> Your task
Retype the part of the Nokia N8 comments below, starting at "2. Nokia 4ever" and ending at "life NOKIA !!!".

— Start Extract to read —

Fully Agree, OVI maps is a great value and a wonderful and cost effective tool that does not require a network to operate. That said, if you happen to have an unlimited data plan...the N8 can also use Google Maps. I disagree with the reviewers opinion about Symbian^3 and more specifically that last portion of the OS stack called the User Interface. The changes under the hood are immense (over 250 in total vs S^1). The fact that S^3 is fully compatible with Qt means all current AND future apps developed for both Meego and Symbian^4 (^5..) will remain compatible. The fonts, themes, icons are familiar to Symbian users...which I find convenient. For those of us who want a change...the nice thing about Symbian is you can easily do this with 1000's of choices available...many of them for free. With its hi-end graphics chip, multi-touch/single-tap selection, and smooth capacitance interface...I find this phone's UI to be quite good and certainly up to date. A more detailed list of these changes is located here: Lastly, the reviewer is comparing this phone to flagships at higher price points, even though this N8 is not marketed nor priced as Nokia's flagship model (we'll have to wait for the N9). Considering the quality and performance of this's a steal IMO.

2. Nokia 4ever unregistered

Yay, Nokia is never a let down like RIM, I so love this phone!!! I don't care if the built-in browser is not smooth enough, it still has opera mini or if its UI is "dated", is still functional, Nokia doesn't care about making a mobile OS that is graphically beautiful but resource-hungry, this is an example that even with little specs the new OS runs smoothly compared to different OS's who needs more specs and do almost the same things (OS6). Os's user and Nokia haters, even though your beloved android and IOS phones are "better than any other mobile OS", Nokia's still a great company and may not be perfect (no one is), but they keep improving their product. Long life NOKIA !!!

— End Extract to read —
— Start Dataset content —

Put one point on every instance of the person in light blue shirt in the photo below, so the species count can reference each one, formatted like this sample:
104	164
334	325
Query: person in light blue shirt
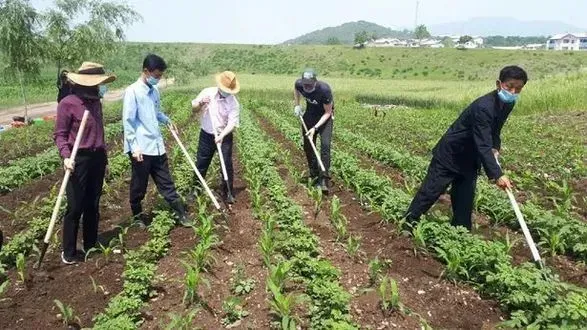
143	141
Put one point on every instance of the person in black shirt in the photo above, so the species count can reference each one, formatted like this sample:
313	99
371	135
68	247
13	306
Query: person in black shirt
472	141
318	119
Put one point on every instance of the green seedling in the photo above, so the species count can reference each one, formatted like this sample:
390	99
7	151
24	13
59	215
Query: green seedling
192	280
353	245
20	266
282	306
376	269
234	311
389	294
181	322
66	312
241	285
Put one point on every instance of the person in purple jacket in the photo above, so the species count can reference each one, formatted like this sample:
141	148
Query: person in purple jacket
89	166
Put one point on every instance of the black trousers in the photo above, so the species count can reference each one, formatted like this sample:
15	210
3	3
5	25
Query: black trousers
325	132
437	180
158	168
206	150
84	190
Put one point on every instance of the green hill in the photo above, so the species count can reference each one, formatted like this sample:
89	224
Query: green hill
345	34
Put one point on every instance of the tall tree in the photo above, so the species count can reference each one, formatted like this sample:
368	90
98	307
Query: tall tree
71	40
421	32
20	42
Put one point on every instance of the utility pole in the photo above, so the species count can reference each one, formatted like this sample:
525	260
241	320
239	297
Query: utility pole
416	19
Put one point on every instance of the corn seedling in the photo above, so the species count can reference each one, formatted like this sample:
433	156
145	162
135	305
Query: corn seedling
181	322
419	238
105	251
202	254
317	197
241	285
376	269
509	242
267	246
389	294
278	274
20	266
95	286
353	245
234	311
553	240
282	306
4	287
192	280
121	236
454	263
66	312
338	220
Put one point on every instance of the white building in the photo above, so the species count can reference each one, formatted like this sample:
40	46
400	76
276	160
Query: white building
567	41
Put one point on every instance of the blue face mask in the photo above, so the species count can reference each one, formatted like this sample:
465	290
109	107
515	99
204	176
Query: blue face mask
152	80
102	89
507	97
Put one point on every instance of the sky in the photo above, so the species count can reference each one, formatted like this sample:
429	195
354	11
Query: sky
274	21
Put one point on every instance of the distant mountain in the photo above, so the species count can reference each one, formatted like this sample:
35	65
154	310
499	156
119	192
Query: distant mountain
345	33
491	26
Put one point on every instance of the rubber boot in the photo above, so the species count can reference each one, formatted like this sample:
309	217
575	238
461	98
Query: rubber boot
180	214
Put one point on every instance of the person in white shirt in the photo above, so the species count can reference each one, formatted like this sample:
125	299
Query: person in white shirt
220	116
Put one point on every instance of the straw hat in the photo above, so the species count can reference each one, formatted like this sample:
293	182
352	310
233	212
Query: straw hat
91	74
227	82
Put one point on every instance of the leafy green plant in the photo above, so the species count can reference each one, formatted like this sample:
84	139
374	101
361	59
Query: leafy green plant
317	196
376	269
67	313
20	267
95	286
192	280
234	311
353	245
389	294
181	322
105	251
241	285
282	306
338	220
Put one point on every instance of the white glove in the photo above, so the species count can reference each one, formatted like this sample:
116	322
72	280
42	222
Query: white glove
298	110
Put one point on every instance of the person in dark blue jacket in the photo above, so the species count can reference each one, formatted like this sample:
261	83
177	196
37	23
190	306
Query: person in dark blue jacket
471	142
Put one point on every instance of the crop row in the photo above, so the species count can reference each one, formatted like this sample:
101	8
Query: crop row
289	248
532	296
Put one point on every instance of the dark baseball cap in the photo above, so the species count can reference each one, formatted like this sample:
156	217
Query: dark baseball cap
309	76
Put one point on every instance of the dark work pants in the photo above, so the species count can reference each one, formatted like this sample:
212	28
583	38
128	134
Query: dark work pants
84	190
207	148
325	132
158	168
437	180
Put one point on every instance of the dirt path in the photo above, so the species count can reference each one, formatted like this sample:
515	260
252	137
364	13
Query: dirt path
40	110
420	284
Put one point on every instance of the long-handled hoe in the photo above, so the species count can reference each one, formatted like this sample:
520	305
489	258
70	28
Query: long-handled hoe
525	230
320	163
202	181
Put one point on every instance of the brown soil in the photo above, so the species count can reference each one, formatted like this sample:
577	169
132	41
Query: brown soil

— End Dataset content —

> Written answer
2. Nokia 4ever unregistered

Yay, Nokia is never a let down like RIM, I so love this phone!!! I don't care if the built-in browser is not smooth enough, it still has opera mini or if its UI is "dated", is still functional, Nokia doesn't care about making a mobile OS that is graphically beautiful but resource-hungry, this is an example that even with little specs the new OS runs smoothly compared to different OS's who needs more specs and do almost the same things (OS6). Os's user and Nokia haters, even though your beloved android and IOS phones are "better than any other mobile OS", Nokia's still a great company and may not be perfect (no one is), but they keep improving their product. Long life NOKIA !!!